• **Task brief**
Count the lines in the records below that contain the word "gold", treating uppercase and lowercase as different. Give only the number.

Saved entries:
-- START --

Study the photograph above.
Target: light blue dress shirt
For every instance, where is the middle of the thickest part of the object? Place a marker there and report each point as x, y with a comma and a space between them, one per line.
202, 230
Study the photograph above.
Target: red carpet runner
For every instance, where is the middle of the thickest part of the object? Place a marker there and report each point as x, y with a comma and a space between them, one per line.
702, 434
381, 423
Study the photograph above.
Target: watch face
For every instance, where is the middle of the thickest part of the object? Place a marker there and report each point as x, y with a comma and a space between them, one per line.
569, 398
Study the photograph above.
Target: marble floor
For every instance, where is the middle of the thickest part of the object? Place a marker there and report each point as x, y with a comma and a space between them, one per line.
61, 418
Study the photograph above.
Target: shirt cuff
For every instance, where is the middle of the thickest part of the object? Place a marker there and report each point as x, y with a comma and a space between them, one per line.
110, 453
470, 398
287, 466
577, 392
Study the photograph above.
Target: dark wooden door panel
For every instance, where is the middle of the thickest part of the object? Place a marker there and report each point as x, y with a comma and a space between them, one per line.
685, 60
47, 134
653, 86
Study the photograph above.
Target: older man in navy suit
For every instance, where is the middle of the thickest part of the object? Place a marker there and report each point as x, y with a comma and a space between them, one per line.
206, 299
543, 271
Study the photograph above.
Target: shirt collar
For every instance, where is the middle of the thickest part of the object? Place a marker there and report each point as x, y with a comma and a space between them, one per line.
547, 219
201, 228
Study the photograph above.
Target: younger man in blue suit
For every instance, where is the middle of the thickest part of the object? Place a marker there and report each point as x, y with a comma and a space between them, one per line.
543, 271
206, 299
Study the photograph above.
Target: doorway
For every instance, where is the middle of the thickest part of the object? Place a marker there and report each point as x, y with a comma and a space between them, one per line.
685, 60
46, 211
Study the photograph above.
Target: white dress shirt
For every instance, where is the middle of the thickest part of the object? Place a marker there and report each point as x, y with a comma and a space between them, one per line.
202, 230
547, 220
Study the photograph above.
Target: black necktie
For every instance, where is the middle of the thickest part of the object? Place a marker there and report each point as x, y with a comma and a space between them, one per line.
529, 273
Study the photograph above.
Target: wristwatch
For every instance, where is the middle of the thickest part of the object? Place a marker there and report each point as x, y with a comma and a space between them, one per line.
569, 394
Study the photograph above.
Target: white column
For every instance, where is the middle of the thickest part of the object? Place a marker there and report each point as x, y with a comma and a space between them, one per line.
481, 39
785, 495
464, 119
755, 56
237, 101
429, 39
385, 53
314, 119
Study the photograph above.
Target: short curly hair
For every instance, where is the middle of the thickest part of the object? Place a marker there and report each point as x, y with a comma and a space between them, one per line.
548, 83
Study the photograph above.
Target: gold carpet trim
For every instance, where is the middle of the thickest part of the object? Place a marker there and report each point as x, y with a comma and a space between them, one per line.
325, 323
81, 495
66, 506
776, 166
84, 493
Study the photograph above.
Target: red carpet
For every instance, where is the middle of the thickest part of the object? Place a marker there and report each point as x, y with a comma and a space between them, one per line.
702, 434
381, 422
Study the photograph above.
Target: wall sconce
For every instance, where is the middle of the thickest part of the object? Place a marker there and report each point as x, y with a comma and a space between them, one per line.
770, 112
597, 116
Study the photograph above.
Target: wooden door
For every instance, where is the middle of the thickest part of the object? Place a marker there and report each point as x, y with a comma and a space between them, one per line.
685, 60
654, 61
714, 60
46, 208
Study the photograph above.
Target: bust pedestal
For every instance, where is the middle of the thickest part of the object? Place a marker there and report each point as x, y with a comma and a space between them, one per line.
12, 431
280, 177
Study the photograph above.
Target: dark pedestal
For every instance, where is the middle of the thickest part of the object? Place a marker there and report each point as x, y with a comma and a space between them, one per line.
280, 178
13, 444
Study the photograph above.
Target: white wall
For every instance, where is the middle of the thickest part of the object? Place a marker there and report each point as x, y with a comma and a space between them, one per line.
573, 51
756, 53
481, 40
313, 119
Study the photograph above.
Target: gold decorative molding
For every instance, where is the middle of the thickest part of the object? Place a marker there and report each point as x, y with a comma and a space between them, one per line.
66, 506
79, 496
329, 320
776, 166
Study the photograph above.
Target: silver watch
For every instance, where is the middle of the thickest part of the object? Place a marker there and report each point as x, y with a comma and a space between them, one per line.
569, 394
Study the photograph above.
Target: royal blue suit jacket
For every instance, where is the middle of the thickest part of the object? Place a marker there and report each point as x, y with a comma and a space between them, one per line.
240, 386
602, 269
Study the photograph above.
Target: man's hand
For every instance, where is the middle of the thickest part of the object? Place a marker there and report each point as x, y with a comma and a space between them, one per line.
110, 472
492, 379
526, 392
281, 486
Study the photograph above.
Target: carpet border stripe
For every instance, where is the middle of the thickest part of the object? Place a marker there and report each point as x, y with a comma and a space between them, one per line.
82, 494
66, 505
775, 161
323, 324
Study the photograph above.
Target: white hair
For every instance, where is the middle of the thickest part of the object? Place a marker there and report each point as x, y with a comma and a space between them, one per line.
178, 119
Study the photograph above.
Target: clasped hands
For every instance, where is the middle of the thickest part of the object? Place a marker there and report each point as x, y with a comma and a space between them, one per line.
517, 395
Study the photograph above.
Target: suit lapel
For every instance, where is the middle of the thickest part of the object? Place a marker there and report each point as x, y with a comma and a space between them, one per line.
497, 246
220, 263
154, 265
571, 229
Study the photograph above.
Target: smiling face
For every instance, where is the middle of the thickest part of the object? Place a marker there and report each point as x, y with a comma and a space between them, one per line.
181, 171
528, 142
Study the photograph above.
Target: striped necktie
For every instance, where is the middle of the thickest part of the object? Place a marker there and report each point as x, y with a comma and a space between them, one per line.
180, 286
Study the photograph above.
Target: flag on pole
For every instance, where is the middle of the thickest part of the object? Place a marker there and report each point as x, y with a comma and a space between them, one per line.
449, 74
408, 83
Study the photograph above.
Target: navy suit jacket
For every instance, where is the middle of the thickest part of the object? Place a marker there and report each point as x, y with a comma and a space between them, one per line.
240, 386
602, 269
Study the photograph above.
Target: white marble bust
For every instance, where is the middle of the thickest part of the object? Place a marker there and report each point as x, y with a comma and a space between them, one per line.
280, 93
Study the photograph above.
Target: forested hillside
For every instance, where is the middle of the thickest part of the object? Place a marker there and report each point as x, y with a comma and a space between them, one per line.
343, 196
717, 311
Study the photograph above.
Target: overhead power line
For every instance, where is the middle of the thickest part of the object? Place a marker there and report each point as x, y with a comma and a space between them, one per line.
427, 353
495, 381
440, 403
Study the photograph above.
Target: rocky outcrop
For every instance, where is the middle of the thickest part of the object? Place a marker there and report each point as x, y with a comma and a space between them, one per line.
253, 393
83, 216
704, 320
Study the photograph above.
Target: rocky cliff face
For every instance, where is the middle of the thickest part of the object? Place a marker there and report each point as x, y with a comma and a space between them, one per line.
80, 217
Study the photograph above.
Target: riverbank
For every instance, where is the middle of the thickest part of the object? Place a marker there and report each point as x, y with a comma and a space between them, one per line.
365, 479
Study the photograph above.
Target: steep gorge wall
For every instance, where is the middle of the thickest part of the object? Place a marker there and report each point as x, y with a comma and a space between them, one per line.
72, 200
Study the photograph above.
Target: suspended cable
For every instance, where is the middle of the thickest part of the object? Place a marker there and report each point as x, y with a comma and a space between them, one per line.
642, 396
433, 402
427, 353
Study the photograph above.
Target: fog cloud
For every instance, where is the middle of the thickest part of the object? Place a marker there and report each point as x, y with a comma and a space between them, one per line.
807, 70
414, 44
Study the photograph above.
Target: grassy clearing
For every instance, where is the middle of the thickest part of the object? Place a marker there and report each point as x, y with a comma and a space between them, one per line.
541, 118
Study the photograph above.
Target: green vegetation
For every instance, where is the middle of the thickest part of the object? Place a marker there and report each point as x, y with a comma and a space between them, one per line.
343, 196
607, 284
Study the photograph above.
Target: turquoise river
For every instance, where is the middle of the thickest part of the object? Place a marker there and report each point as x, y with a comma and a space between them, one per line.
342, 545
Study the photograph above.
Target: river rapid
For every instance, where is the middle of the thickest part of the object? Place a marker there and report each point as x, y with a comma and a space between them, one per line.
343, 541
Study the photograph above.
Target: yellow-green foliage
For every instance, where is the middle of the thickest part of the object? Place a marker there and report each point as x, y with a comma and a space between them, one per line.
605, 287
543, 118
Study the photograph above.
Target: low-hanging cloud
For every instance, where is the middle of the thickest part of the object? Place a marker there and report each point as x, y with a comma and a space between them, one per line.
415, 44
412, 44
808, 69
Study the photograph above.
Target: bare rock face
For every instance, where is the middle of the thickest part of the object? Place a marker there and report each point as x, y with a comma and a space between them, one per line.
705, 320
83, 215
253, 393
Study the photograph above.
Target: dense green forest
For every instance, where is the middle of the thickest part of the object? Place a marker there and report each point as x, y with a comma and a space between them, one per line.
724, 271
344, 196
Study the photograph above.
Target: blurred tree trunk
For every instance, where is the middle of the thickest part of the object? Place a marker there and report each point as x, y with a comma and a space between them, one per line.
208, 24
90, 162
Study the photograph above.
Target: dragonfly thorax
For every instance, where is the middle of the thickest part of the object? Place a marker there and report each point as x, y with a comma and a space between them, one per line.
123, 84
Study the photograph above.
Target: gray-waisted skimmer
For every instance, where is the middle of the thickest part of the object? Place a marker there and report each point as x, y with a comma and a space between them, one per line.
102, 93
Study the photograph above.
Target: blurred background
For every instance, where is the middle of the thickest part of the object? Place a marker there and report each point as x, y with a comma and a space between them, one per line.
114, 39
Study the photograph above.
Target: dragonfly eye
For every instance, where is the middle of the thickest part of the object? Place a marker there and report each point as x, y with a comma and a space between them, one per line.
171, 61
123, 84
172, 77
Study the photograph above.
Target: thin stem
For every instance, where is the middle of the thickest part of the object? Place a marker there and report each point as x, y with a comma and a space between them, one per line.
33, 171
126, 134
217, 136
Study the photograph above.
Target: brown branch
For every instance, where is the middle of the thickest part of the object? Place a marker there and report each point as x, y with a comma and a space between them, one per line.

-- END --

• **Task result**
2